AIM OF THE TASK >>
Transcribe every entry word for word, leaving out all images.

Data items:
________

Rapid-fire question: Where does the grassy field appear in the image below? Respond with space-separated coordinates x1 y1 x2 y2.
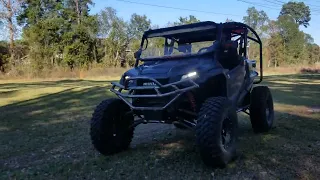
0 74 319 180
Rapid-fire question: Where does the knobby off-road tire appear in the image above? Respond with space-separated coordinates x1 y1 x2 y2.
249 86 274 133
196 97 238 168
90 98 134 155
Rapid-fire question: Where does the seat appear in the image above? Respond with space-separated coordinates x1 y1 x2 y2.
217 40 241 70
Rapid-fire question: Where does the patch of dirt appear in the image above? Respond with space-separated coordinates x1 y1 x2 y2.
131 124 177 146
307 106 320 113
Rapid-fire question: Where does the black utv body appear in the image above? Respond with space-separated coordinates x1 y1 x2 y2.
90 21 274 167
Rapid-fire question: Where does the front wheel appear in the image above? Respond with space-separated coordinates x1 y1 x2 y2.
196 97 238 168
90 98 134 155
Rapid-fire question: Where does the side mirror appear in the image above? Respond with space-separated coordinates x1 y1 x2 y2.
134 49 142 59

________

TASK SOLUTION >>
Rapid-fire question: Where does the grassy field appear in the image below? Respond with space-separated coordinates x1 y1 x2 y2.
0 74 319 180
Rapid-fire question: Where does the knobby off-road tire appear in the image above? Respond with space-separated coordinates x1 y1 x2 y2.
249 86 274 133
196 97 238 168
90 98 134 155
Rapid-fire question: Where does the seat appear in the image above? Respond with space-separated coordinates x1 y1 x2 y2.
217 40 241 70
Rapid-fire question: Where does the patch of dirt appear in the image above? Respond with space-separated coordinates x1 y1 x2 y2.
131 124 177 146
307 106 320 113
Rapid-fire question: Where does the black utv body appear in the image above? Respond with space-separated coordinates x1 y1 x2 y2.
90 21 274 167
Rapid-fire question: Where does the front wheel appear in the image above? Respond with space-separated coordinates x1 y1 x2 y2.
196 97 238 168
90 98 134 155
Rapid-fire question: Where does the side mirror appear in the image above? Respond with space-separated coordinates x1 y1 x2 y2.
134 49 142 59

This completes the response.